*WORK REQUEST*
Using the data below, output the first line and every line after it up to and including the line containing "Reviewer note: check that each instance of the red", exactly as written and with nothing added.

*AVAILABLE RECORDS*
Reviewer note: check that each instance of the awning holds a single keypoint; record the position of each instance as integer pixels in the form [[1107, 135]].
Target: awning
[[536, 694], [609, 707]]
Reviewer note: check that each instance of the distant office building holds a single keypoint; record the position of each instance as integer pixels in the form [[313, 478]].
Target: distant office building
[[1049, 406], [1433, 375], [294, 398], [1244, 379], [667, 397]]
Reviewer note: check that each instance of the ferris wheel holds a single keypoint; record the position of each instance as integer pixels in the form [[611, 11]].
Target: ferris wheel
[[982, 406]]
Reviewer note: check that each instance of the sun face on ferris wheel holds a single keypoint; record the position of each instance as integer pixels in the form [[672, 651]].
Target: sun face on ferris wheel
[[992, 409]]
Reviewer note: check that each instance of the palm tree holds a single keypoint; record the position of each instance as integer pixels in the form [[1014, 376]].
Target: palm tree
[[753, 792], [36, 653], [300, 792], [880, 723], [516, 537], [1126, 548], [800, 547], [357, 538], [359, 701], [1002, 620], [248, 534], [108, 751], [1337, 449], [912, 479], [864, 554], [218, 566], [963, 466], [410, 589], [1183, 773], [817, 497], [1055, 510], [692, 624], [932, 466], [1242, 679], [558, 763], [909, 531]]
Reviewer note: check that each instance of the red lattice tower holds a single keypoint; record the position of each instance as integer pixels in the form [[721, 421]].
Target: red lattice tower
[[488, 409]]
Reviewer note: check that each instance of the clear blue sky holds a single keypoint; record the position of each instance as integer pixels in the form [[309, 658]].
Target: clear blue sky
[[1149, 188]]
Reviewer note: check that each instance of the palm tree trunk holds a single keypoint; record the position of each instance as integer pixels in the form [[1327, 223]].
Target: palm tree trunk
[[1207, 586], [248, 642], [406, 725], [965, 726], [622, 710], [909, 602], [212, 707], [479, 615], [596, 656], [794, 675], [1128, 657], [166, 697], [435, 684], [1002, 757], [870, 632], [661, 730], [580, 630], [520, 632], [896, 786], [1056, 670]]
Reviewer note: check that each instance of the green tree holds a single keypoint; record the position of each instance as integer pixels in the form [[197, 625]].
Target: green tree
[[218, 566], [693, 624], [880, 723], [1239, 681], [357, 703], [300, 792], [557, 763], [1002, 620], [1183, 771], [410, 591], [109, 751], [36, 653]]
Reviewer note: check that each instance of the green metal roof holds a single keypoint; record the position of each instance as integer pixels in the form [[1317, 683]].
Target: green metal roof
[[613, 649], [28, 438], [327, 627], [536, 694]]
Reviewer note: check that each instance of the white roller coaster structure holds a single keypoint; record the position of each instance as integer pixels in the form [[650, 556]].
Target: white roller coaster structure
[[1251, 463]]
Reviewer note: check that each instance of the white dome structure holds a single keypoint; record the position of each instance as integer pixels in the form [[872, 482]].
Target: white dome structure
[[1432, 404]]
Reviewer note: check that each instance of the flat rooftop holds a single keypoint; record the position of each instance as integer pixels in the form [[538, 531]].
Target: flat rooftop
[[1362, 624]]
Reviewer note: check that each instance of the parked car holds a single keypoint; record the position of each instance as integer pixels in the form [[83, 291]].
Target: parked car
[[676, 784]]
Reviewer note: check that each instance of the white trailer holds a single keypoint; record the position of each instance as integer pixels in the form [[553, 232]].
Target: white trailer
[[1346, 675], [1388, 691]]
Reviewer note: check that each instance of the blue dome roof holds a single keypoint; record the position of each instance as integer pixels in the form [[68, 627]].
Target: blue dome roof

*EXERCISE RESULT*
Reviewer note: check that each instance of the awning holds a single keypoint; record the position of each instance as integer pixels in the form [[1107, 135]].
Target: awning
[[536, 694], [609, 707]]
Reviewer note: check that each instance of the distant office building holds a single keypoint; record the position of each instance as integer pixels in the form [[313, 478]].
Target: distant office building
[[1049, 406], [1433, 375], [294, 398], [1244, 379], [667, 397]]
Reviewer note: check that each instance of the ferris wheel holds a single keypoint; record the position of each instance as integer pixels in the form [[611, 11]].
Target: ferris wheel
[[982, 406]]
Reviewer note: check that each instance of the sun face on ferris wheel holds a single keypoint; record the position of each instance as integer pixels in the form [[672, 651]].
Target: sun face on ferris wheel
[[992, 409]]
Reviewer note: check that each instance of the palm tree holds a single keypoint; record the position of each instance as integer pixels in the form [[1014, 376]].
Target: palm tree
[[753, 792], [36, 653], [300, 792], [880, 723], [516, 537], [1126, 548], [800, 547], [357, 538], [359, 701], [1002, 620], [248, 534], [108, 751], [1337, 449], [912, 479], [864, 554], [218, 566], [963, 466], [410, 589], [1183, 773], [817, 497], [1055, 510], [692, 624], [932, 466], [1242, 679], [558, 763], [909, 531]]
Reviewer note: check that each instance of the red lattice tower holds a single keypoint; record the position of each instance as integer pixels in the form [[721, 421]].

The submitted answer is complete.